DATA SUPPLIED START

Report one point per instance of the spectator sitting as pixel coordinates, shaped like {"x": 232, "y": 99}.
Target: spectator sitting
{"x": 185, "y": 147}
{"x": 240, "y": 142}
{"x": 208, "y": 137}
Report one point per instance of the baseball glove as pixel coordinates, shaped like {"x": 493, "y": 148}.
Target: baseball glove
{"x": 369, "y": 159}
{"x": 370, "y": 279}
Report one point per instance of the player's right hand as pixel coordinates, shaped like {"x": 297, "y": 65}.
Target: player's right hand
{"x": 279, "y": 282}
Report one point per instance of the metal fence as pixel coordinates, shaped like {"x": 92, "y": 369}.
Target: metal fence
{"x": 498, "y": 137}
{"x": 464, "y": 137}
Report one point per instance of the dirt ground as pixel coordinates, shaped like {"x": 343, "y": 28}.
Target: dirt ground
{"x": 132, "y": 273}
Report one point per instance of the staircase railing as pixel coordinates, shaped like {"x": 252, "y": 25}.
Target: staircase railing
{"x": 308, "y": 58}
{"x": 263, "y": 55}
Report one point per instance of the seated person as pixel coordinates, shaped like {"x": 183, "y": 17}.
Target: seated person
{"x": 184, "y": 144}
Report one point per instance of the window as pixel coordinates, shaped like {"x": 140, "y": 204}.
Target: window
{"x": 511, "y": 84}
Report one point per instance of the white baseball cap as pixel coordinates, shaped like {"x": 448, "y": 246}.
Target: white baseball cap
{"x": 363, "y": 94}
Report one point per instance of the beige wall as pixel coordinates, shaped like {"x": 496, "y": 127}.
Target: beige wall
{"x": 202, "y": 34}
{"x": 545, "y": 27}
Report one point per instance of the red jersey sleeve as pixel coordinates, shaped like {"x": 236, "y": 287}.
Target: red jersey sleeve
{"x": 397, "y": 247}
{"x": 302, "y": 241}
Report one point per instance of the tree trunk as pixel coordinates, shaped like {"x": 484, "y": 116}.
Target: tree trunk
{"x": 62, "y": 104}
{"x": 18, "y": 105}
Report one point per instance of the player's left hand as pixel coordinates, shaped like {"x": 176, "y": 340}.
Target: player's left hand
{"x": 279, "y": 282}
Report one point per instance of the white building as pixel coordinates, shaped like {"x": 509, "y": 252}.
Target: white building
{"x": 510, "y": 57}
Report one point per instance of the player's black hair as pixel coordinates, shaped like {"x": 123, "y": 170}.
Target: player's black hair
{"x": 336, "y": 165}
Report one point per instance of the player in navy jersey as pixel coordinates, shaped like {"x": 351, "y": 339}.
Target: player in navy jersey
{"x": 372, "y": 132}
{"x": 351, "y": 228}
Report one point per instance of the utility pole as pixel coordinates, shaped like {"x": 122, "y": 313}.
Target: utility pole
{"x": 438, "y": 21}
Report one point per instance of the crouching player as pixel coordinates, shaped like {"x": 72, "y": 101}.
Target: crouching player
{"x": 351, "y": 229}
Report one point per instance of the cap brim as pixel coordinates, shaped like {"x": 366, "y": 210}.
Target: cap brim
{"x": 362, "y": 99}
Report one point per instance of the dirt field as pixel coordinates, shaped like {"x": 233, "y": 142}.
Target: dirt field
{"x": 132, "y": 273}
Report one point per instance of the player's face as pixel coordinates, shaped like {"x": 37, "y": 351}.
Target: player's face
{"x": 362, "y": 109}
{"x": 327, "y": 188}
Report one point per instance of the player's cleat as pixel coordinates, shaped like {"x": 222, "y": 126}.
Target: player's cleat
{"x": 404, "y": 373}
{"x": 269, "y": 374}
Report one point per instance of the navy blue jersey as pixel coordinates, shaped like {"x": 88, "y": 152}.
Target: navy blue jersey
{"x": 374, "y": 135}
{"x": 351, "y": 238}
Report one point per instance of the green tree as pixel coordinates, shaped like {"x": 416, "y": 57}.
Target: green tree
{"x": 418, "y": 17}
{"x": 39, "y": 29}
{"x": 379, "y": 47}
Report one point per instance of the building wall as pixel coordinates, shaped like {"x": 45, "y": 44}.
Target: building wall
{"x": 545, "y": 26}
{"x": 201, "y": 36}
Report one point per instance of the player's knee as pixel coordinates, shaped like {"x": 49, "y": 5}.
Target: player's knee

DATA SUPPLIED END

→ DESCRIPTION OF THE TASK
If a line in the entries above holds "knee", include it in the count; report nothing but the resulting number.

→ RESPONSE TO THE TASK
2